─── THE RECORDS
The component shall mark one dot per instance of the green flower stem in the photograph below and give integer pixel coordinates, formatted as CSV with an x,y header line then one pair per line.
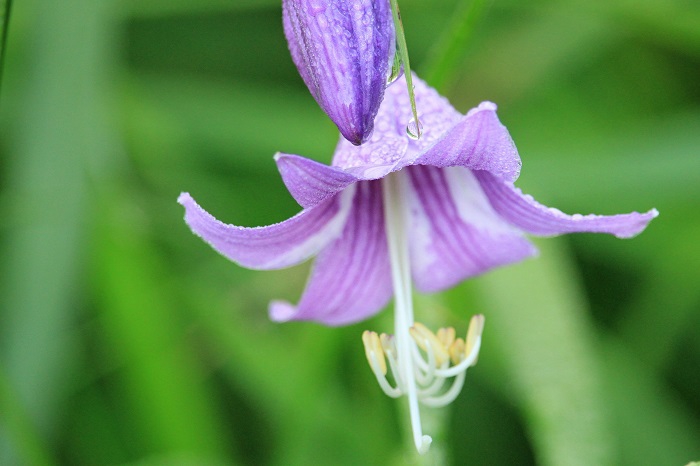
x,y
5,6
403,52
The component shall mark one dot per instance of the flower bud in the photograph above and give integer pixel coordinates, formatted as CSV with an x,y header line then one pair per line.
x,y
343,50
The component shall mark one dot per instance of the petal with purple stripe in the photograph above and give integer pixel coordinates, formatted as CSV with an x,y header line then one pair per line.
x,y
342,49
310,182
276,246
454,232
479,142
351,278
524,212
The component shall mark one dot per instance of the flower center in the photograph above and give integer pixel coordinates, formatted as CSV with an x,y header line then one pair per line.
x,y
419,360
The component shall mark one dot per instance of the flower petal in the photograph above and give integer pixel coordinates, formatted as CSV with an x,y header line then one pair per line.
x,y
310,182
351,278
454,232
526,213
275,246
342,49
479,142
476,140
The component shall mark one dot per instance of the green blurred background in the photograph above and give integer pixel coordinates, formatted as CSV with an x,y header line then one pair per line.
x,y
124,339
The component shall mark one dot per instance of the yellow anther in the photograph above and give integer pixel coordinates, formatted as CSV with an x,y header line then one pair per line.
x,y
421,335
388,343
373,350
457,353
476,327
446,336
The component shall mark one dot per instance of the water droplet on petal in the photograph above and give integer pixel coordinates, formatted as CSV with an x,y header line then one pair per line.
x,y
413,130
396,69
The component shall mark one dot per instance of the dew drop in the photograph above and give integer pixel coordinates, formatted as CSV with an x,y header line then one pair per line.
x,y
396,69
414,130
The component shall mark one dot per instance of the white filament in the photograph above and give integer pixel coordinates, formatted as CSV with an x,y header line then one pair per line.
x,y
396,226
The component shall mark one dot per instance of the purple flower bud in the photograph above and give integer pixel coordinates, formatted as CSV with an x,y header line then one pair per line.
x,y
343,50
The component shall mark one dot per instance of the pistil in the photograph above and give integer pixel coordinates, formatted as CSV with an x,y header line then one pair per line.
x,y
419,361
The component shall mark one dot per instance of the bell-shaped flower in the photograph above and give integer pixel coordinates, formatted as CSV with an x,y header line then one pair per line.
x,y
399,212
343,50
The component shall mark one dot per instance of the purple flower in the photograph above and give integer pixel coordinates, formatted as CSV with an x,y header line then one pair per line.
x,y
397,212
343,50
463,216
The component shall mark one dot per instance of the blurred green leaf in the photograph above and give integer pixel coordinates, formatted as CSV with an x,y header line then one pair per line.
x,y
535,321
18,426
164,386
650,426
448,51
5,8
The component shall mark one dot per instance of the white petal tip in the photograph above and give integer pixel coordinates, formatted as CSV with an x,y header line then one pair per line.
x,y
483,106
281,311
184,198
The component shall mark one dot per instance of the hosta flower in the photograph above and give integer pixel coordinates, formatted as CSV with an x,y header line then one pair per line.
x,y
342,49
396,213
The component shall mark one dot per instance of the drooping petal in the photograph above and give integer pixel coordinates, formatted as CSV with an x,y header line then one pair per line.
x,y
276,246
479,142
342,49
526,213
454,232
351,278
310,182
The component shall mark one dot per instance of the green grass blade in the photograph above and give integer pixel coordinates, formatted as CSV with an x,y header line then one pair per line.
x,y
5,7
446,55
535,322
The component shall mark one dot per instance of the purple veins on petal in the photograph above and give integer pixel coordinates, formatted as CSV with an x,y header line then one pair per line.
x,y
454,232
276,246
527,214
351,278
343,50
463,213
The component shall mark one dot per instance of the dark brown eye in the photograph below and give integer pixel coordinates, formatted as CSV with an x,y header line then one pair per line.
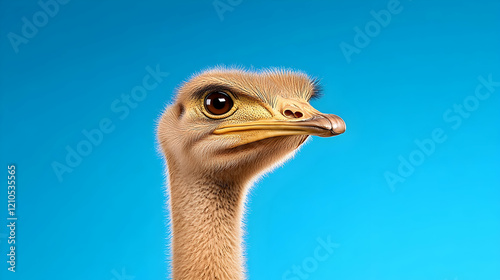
x,y
218,103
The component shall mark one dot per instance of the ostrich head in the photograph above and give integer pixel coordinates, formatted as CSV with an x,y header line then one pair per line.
x,y
235,124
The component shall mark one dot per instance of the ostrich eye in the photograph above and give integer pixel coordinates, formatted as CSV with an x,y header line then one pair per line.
x,y
218,103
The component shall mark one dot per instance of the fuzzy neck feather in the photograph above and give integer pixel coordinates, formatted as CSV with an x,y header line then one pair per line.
x,y
206,226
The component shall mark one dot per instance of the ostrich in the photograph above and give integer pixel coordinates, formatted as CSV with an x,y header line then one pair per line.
x,y
224,129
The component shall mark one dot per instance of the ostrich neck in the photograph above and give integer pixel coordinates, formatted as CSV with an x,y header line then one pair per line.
x,y
206,226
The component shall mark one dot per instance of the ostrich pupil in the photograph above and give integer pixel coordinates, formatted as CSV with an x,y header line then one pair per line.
x,y
218,103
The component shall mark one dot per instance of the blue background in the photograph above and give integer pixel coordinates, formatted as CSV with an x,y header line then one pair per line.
x,y
107,220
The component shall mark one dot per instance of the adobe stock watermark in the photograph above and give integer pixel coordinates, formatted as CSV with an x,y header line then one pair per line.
x,y
121,108
363,36
223,6
31,26
454,117
121,276
310,264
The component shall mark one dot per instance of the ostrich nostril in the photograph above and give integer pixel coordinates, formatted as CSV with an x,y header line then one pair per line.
x,y
288,113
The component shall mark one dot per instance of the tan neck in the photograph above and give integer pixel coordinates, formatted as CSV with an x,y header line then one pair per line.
x,y
206,225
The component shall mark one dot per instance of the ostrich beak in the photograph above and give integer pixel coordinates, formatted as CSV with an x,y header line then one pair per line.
x,y
323,125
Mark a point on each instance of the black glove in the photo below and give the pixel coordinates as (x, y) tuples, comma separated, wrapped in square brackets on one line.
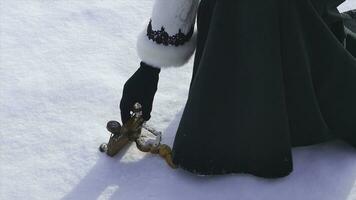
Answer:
[(141, 87)]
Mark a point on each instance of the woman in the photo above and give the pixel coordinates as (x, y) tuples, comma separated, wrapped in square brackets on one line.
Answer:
[(267, 77)]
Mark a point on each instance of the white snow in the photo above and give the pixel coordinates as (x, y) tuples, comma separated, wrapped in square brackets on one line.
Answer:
[(62, 67)]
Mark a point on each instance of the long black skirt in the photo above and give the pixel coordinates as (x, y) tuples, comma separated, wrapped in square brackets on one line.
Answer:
[(268, 76)]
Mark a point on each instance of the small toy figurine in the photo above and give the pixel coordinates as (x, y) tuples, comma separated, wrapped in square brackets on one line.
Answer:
[(122, 136)]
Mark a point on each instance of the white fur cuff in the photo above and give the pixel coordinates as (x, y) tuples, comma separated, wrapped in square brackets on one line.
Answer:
[(160, 56)]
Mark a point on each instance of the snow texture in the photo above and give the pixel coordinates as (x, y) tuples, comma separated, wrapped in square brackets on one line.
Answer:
[(62, 68)]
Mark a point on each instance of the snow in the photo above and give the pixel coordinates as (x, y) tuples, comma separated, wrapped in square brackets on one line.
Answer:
[(62, 67)]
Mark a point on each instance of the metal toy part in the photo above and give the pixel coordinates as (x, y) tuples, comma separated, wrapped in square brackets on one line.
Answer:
[(130, 132)]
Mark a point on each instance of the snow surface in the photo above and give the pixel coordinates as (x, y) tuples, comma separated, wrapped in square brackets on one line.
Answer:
[(62, 67)]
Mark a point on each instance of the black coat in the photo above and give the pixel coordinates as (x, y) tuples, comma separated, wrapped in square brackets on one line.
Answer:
[(268, 76)]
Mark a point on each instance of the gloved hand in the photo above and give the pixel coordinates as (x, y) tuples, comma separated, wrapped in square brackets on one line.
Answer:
[(140, 87)]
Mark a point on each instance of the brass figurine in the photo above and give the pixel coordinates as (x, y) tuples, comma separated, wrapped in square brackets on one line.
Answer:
[(131, 132)]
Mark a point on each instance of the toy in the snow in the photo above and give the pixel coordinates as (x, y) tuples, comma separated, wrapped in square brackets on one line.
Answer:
[(130, 132)]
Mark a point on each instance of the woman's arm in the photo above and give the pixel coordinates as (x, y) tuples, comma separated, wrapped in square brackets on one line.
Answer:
[(169, 39)]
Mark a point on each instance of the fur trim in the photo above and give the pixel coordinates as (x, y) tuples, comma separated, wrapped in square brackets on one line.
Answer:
[(160, 56)]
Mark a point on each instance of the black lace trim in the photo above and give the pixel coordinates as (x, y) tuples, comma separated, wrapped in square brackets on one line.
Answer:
[(162, 37)]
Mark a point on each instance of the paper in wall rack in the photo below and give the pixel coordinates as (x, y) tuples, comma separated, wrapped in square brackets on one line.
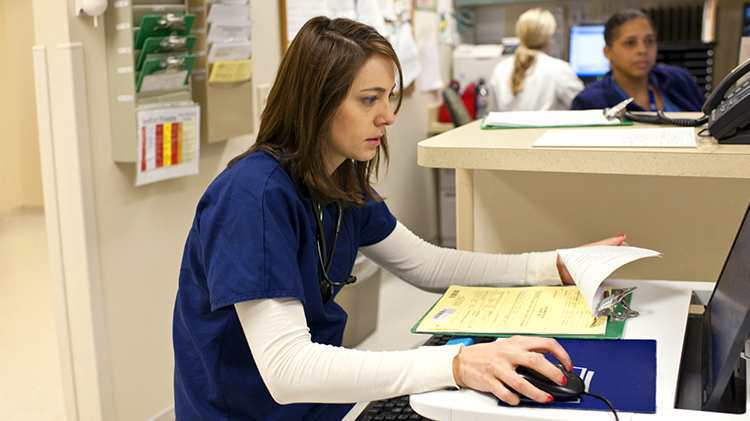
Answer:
[(161, 26), (161, 47), (161, 74)]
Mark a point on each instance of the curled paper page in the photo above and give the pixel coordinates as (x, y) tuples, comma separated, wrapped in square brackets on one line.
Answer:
[(590, 266)]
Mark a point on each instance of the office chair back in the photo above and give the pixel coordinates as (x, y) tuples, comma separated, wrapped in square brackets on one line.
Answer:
[(456, 108)]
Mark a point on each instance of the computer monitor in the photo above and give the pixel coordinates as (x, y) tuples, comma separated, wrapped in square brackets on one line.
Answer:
[(586, 52), (726, 323)]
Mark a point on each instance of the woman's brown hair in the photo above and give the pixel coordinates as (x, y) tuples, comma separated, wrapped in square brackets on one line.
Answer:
[(313, 80)]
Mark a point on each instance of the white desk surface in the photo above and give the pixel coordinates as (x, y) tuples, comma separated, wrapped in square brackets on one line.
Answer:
[(469, 147), (663, 307)]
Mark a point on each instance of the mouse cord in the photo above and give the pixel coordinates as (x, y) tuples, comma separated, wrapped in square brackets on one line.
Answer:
[(605, 401)]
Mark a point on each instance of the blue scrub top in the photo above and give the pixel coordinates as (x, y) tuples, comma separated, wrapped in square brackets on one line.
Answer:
[(253, 237)]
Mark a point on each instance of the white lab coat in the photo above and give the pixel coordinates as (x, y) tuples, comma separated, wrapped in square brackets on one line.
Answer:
[(550, 84)]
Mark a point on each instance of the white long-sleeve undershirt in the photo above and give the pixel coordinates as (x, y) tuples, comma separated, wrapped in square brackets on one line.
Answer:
[(295, 369)]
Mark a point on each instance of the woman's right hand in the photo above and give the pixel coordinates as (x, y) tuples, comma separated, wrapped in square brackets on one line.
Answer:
[(490, 367)]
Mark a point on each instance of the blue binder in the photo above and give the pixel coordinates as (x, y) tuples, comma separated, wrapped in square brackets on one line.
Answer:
[(622, 371)]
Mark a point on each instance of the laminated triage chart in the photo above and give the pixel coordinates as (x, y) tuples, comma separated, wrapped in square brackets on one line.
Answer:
[(168, 142)]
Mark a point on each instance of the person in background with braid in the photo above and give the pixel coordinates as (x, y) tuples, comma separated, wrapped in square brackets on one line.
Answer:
[(531, 80)]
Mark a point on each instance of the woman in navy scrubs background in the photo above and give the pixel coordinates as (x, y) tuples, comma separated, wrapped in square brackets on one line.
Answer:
[(257, 331), (630, 41)]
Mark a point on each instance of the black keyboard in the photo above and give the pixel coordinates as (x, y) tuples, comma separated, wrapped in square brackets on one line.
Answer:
[(398, 408)]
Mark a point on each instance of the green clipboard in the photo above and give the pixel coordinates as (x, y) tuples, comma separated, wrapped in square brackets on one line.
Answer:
[(614, 329), (161, 26), (171, 44), (167, 67), (484, 126)]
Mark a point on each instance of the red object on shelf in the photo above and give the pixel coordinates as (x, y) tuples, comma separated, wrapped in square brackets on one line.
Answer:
[(468, 98)]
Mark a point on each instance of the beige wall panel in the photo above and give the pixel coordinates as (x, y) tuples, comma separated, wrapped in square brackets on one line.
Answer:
[(20, 171)]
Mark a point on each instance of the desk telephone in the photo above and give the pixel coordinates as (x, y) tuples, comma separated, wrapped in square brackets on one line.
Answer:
[(726, 112)]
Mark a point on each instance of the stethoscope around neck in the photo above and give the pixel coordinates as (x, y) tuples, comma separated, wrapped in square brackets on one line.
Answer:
[(326, 284)]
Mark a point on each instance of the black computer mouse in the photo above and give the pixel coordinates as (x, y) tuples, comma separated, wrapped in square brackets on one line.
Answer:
[(572, 389)]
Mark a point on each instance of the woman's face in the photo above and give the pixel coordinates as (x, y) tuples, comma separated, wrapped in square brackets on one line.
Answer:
[(633, 52), (361, 119)]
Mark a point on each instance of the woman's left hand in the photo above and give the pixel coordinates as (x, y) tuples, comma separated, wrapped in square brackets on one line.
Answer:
[(565, 275)]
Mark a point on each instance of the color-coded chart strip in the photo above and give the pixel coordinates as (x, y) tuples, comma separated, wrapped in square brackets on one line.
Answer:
[(167, 144)]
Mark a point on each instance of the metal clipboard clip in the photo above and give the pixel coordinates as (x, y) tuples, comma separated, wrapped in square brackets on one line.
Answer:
[(607, 307), (170, 21), (173, 42), (614, 111)]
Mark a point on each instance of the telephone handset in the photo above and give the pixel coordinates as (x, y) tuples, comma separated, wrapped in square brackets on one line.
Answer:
[(729, 112)]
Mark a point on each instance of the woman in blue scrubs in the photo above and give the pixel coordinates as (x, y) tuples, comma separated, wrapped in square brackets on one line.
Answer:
[(630, 46), (257, 331)]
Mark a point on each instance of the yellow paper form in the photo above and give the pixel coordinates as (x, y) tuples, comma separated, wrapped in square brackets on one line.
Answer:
[(231, 71), (533, 310)]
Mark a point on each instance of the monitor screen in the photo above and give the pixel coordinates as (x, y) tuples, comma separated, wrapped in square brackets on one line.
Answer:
[(729, 318), (586, 52)]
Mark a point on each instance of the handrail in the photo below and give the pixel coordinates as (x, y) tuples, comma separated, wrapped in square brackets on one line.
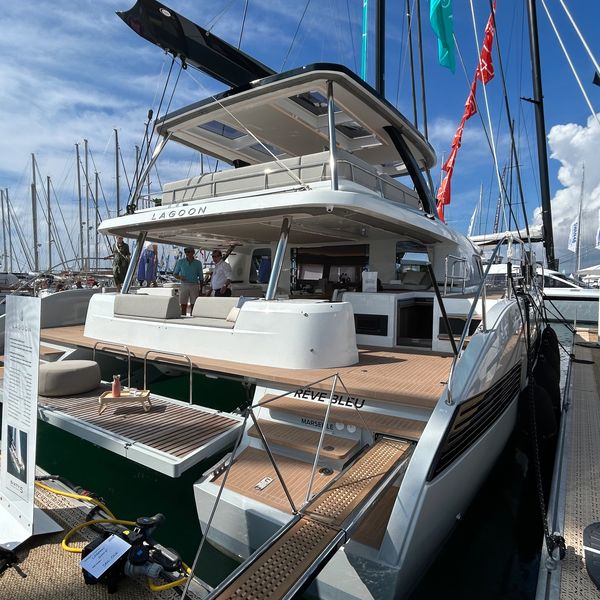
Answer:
[(480, 292), (170, 354), (111, 344), (236, 175)]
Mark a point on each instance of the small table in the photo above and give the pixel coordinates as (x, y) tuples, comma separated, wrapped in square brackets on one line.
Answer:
[(142, 396)]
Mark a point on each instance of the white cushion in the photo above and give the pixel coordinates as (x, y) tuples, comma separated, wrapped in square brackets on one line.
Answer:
[(233, 314)]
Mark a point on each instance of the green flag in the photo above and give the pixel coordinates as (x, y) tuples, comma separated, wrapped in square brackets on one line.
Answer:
[(442, 22)]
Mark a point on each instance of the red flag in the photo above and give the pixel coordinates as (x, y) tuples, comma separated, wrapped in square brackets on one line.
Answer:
[(471, 103), (485, 69), (484, 72)]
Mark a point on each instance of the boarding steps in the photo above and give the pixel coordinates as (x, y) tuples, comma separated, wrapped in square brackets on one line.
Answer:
[(376, 422), (286, 562)]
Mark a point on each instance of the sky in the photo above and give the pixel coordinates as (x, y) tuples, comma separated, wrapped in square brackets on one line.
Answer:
[(72, 70)]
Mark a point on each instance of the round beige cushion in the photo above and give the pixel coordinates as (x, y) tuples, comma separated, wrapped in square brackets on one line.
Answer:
[(68, 377)]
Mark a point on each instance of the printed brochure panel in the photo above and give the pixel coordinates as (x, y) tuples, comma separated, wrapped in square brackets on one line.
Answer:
[(19, 407)]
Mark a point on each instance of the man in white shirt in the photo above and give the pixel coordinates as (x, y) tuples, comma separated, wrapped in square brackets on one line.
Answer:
[(221, 276)]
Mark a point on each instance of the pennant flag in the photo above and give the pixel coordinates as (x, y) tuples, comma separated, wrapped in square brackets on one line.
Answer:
[(443, 195), (573, 236), (485, 69), (483, 73), (442, 23), (472, 222)]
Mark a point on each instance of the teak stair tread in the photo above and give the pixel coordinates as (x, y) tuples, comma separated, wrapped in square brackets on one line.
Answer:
[(305, 440), (276, 572), (376, 422)]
──────
WHAT TO DO:
Where a line of the data contains "coat", copy that line.

ANSWER BOX:
Mark a point on each instance of the black coat in the photo above and give the pixel coordinates as (x, y) tuples, comma separated, wrapped in square brackets on one line.
Mark a point on each instance of the white lab coat in the photo above and give the pixel coordinates as (x, y) tuples, comma separated, wrapped in square brackets on one line.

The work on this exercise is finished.